### What the exercise asks
Leave out all pictures and retype exactly the lines from the one with "the form [597,93]." through the last line of the material.
* Start Task data *
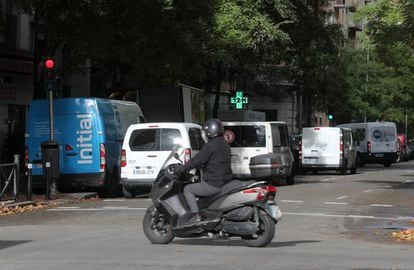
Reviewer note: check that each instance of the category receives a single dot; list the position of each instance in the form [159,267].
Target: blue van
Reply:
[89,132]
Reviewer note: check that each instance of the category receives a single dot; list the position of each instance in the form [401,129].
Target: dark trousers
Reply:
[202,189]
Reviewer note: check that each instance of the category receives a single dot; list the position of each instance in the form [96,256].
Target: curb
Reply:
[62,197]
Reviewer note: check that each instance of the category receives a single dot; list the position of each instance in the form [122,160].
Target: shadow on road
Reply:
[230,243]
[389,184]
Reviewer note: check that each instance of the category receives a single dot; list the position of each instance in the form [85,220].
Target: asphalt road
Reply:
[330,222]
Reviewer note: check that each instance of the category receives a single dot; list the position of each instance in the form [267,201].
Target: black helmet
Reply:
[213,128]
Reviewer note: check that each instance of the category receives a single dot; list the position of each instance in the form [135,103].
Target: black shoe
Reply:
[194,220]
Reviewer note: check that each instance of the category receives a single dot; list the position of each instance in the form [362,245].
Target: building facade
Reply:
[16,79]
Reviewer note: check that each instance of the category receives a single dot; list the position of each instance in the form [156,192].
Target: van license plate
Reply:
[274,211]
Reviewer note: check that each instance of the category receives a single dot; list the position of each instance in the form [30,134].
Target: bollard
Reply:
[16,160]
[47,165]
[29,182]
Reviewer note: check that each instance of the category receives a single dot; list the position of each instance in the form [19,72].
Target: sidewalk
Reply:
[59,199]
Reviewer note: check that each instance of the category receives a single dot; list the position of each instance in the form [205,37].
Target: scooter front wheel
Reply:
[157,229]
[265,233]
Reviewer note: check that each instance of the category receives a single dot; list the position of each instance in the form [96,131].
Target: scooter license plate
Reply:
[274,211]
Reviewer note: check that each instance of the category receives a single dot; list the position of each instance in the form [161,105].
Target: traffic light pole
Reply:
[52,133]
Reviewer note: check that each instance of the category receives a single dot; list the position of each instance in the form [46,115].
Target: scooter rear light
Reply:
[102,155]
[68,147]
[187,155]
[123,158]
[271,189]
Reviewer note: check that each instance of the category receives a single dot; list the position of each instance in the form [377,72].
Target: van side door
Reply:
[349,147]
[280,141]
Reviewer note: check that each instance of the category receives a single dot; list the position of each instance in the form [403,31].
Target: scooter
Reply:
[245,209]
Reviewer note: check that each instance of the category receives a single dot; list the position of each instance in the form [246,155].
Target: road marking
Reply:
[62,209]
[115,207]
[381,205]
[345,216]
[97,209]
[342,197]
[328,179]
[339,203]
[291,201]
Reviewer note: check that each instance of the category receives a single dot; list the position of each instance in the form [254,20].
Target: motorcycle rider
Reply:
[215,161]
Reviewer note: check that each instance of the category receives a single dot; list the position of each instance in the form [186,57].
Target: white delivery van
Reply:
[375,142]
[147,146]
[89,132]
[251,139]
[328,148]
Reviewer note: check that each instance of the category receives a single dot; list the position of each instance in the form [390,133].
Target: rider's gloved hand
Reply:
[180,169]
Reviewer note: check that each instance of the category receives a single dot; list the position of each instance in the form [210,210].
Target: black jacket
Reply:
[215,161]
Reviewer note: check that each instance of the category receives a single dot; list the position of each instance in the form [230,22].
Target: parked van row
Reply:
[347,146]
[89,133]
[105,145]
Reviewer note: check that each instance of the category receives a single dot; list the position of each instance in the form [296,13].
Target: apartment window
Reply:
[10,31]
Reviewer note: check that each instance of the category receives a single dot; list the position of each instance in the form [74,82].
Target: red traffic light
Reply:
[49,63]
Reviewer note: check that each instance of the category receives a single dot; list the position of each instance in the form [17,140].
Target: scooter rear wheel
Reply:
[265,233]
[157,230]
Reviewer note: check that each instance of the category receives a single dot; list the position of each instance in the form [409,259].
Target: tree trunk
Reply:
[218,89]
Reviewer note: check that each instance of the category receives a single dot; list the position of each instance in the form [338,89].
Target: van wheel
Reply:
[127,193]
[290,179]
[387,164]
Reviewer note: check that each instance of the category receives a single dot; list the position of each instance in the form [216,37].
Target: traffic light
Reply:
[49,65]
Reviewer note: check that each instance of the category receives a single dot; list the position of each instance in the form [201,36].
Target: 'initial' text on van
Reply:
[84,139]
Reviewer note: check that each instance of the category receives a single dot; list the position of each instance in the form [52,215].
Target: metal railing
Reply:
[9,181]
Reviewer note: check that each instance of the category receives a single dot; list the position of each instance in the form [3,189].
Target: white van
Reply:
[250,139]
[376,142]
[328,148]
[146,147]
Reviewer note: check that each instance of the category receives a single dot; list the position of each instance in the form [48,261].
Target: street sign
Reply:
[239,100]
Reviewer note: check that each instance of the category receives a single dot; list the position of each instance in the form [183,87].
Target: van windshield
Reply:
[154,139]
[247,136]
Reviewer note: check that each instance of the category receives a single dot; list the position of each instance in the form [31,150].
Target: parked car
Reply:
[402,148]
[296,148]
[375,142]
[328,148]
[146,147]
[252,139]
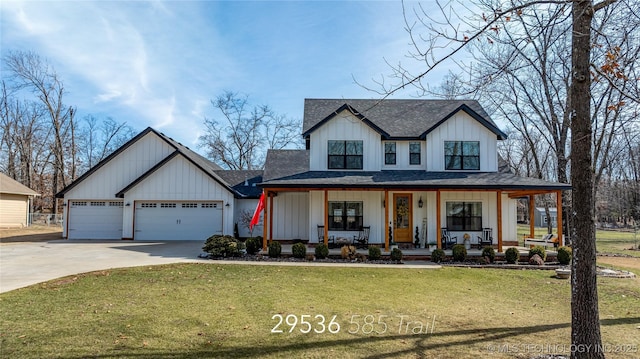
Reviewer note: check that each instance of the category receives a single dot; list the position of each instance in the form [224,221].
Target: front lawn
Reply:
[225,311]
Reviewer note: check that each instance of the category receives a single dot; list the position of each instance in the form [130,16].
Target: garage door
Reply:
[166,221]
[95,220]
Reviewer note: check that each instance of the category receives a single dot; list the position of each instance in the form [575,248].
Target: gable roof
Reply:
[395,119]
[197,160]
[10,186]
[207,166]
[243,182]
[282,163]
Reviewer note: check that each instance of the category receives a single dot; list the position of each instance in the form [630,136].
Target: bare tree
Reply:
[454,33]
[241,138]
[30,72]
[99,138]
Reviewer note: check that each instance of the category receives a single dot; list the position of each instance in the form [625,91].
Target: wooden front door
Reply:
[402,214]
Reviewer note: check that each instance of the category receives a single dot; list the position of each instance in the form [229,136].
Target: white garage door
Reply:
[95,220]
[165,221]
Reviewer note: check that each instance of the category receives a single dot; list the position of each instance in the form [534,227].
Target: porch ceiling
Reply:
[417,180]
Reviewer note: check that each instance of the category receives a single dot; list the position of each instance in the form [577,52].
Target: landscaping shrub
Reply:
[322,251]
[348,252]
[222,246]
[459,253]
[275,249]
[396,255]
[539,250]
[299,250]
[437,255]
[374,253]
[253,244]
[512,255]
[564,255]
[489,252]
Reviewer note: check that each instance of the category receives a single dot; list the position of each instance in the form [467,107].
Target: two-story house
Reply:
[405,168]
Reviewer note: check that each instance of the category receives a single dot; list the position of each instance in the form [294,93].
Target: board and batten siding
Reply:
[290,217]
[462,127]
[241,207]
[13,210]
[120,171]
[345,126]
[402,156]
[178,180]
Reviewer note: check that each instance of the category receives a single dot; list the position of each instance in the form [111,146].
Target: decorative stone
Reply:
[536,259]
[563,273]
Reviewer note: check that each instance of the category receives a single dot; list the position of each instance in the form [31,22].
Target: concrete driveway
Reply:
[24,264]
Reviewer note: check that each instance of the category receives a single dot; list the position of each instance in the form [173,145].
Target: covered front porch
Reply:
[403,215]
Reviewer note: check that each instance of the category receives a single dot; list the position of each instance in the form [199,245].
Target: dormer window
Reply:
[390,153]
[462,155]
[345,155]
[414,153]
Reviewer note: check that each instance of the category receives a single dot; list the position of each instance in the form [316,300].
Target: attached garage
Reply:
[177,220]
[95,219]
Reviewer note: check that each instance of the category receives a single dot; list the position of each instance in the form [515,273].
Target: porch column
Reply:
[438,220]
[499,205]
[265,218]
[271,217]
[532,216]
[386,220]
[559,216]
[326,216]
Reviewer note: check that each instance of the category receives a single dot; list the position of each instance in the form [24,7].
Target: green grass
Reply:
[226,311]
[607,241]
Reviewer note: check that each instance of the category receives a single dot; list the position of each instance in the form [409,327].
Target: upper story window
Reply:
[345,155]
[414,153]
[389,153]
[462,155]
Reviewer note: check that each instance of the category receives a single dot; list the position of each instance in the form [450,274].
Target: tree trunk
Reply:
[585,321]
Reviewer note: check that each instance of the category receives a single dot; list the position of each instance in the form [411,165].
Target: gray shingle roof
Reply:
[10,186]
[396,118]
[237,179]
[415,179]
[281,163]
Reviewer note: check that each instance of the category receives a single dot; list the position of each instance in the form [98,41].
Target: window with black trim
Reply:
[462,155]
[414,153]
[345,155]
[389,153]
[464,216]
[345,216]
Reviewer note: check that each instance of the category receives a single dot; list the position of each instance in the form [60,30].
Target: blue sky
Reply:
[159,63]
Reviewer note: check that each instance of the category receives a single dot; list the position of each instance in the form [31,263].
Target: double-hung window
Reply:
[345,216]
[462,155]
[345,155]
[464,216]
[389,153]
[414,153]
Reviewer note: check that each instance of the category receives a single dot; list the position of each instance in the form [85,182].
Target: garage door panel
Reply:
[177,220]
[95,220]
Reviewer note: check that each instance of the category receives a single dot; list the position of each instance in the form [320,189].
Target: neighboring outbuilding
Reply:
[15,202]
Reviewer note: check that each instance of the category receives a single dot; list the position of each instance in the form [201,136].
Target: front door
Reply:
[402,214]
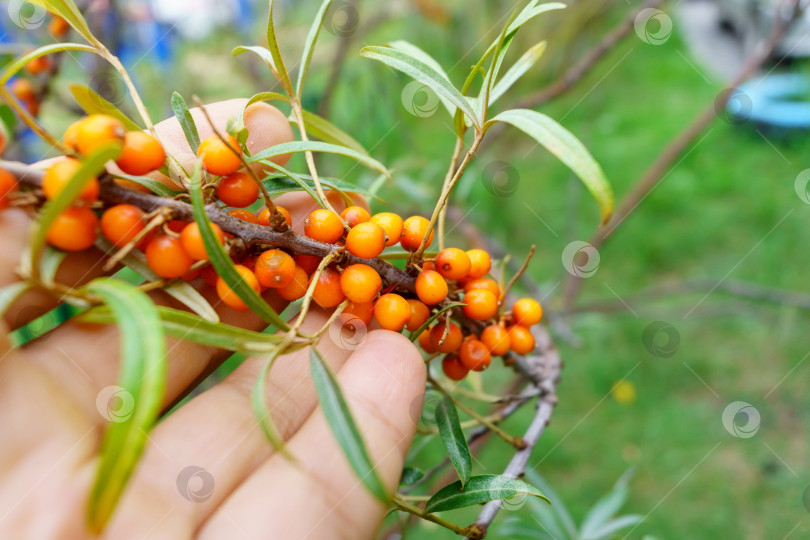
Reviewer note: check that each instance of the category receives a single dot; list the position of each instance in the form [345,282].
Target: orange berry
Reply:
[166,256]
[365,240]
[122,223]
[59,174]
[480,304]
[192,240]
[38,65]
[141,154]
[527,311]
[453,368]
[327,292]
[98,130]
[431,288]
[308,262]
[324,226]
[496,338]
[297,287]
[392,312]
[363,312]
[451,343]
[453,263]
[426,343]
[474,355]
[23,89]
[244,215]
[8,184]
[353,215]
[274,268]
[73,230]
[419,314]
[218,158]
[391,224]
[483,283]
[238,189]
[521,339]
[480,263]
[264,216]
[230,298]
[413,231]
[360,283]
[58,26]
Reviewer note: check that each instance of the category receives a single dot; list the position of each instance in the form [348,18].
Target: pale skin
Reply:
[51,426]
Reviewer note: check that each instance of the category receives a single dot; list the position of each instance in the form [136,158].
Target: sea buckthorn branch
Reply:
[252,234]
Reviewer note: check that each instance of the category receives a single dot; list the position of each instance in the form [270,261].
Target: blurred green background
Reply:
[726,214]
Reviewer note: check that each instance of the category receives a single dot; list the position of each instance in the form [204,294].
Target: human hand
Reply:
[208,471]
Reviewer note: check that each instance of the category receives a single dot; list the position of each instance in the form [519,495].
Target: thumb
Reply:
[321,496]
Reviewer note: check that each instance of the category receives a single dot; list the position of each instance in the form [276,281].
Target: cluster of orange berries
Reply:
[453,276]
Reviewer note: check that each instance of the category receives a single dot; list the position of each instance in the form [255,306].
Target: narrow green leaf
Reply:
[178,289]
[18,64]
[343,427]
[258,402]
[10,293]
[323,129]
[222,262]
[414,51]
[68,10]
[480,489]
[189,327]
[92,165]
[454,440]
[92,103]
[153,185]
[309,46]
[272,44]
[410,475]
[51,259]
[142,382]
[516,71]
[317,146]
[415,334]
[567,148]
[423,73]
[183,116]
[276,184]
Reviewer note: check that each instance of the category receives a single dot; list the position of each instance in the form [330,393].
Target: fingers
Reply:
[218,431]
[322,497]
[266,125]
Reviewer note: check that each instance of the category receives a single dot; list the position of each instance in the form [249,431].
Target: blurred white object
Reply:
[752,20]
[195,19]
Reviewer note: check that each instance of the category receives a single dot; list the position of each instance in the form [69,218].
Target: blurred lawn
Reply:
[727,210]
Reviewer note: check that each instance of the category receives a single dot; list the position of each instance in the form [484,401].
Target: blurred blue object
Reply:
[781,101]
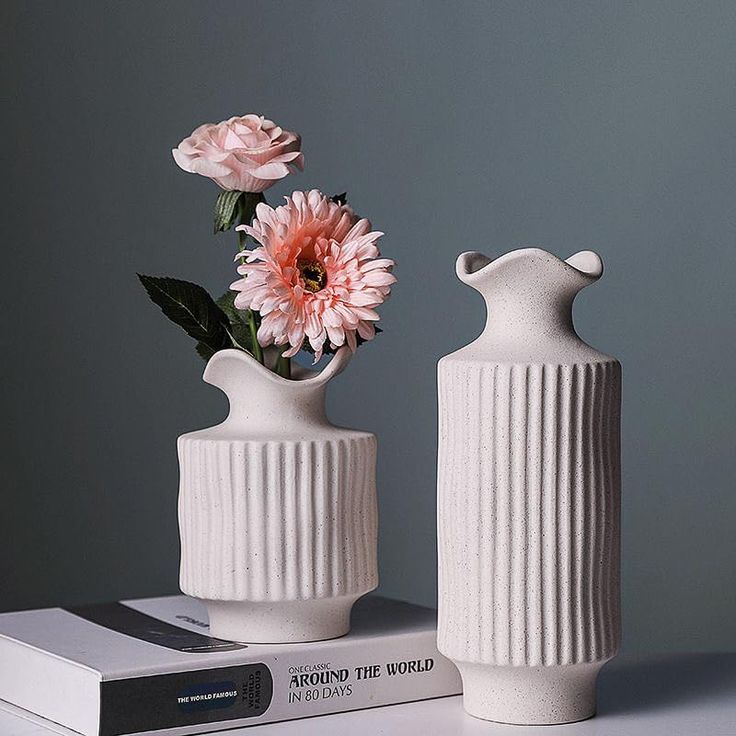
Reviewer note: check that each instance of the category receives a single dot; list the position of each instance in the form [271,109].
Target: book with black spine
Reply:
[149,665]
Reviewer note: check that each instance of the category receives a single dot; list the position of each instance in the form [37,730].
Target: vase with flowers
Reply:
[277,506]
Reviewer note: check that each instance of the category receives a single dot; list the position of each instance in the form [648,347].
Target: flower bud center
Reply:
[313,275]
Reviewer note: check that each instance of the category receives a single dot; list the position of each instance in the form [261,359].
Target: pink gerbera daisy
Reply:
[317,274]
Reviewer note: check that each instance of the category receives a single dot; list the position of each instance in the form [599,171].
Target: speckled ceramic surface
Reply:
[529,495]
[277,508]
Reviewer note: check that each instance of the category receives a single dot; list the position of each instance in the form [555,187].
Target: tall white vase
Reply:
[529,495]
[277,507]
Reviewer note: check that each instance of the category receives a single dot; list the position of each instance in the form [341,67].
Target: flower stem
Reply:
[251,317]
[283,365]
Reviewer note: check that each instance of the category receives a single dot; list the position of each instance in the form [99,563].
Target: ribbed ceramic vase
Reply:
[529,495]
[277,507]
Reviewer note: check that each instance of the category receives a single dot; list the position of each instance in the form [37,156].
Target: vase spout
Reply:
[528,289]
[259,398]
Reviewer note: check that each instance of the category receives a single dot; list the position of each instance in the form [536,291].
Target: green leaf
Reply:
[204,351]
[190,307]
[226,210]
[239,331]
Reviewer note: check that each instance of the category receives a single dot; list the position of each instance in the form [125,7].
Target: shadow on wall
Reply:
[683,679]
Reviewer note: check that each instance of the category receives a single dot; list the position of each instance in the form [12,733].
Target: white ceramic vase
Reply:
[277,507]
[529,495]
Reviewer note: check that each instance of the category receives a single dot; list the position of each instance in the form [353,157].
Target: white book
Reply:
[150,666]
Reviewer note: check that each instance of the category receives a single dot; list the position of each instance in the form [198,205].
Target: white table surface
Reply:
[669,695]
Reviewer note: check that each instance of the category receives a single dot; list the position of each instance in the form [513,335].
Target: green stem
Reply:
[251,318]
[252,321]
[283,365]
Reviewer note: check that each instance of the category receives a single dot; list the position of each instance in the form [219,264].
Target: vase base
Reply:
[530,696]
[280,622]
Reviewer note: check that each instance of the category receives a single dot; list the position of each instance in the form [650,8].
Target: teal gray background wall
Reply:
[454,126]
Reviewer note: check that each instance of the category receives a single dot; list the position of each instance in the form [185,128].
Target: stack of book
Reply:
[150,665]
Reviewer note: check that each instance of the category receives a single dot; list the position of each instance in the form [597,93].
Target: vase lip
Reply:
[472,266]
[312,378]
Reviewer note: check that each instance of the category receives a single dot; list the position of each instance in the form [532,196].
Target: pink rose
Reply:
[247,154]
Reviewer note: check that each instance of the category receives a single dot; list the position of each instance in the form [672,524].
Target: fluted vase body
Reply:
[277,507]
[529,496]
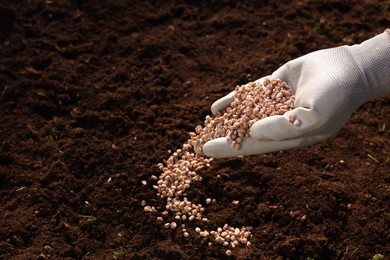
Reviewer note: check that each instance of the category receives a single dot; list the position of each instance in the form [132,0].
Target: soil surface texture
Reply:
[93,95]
* End Task data *
### Response below
Reviewer note: check that each instance of the category receives a single dot; list the position of each instance in the form [597,93].
Target: vase lip
Reply:
[472,266]
[312,378]
Reviewer note: check that each instance of the category receives a single dot; list the position of each instance in the form [532,196].
Target: pink rose
Reply:
[247,154]
Reviewer note: check that each instance of the category receives a single dot; list the position of each instance in the form [672,524].
Target: fluted vase body
Reply:
[277,507]
[529,496]
Reviewer note: check that each instance of the category receives a single dot; list the position of each instance in the form [132,0].
Target: soil surface texture
Reply:
[93,95]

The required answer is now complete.